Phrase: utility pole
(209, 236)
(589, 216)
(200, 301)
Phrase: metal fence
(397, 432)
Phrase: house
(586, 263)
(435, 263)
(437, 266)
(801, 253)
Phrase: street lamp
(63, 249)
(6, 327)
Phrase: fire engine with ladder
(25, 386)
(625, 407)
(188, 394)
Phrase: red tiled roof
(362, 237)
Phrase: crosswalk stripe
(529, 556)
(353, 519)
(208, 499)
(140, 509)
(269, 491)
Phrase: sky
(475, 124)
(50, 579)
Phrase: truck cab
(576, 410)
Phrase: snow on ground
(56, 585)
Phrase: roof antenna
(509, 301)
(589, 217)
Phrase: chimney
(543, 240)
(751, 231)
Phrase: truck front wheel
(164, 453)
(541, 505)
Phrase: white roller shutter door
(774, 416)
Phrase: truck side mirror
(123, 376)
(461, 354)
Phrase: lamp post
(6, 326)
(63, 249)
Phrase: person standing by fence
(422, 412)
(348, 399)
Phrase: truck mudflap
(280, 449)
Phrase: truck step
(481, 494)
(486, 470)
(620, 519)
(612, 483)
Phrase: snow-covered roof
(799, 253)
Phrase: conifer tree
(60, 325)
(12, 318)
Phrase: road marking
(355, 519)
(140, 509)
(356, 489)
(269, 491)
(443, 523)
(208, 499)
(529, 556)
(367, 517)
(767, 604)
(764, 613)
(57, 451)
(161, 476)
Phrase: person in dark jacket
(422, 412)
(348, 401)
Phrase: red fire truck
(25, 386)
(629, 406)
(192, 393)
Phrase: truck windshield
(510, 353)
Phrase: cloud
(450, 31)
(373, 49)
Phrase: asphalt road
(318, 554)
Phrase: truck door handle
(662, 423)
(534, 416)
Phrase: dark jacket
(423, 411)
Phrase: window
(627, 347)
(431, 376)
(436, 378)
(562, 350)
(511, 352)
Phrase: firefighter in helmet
------------------------------------
_WHAT YOU SHOULD DO_: Beginning with the line that holds "Phrase: white roller shutter door" and ending with the last line of the material, retype each line exactly and output nothing else.

_EXERCISE OUTPUT_:
Phrase: white roller shutter door
(774, 416)
Phrase: truck side mirror
(123, 376)
(461, 354)
Phrase: lamp post
(6, 326)
(63, 249)
Phrase: person standing by fence
(422, 412)
(348, 399)
Phrase: truck mudflap
(280, 449)
Phrase: truck step
(481, 494)
(486, 470)
(620, 519)
(612, 483)
Phrase: snow-covered roof
(799, 253)
Phrase: conifer tree
(60, 325)
(12, 318)
Phrase: road marking
(355, 519)
(140, 509)
(356, 489)
(269, 491)
(443, 523)
(208, 499)
(529, 556)
(367, 517)
(767, 604)
(764, 613)
(57, 451)
(161, 476)
Phrase: person in dark jacket
(422, 412)
(348, 401)
Phrase: red fire truck
(25, 386)
(629, 406)
(192, 393)
Phrase: truck windshield
(510, 353)
Phrase: cloud
(450, 31)
(373, 49)
Phrase: asphalt road
(318, 554)
Phrase: truck door handle
(662, 423)
(534, 416)
Phrase: dark jacket
(423, 411)
Phrase: window
(627, 347)
(431, 376)
(436, 378)
(562, 350)
(511, 352)
Phrase: firefighter in helmet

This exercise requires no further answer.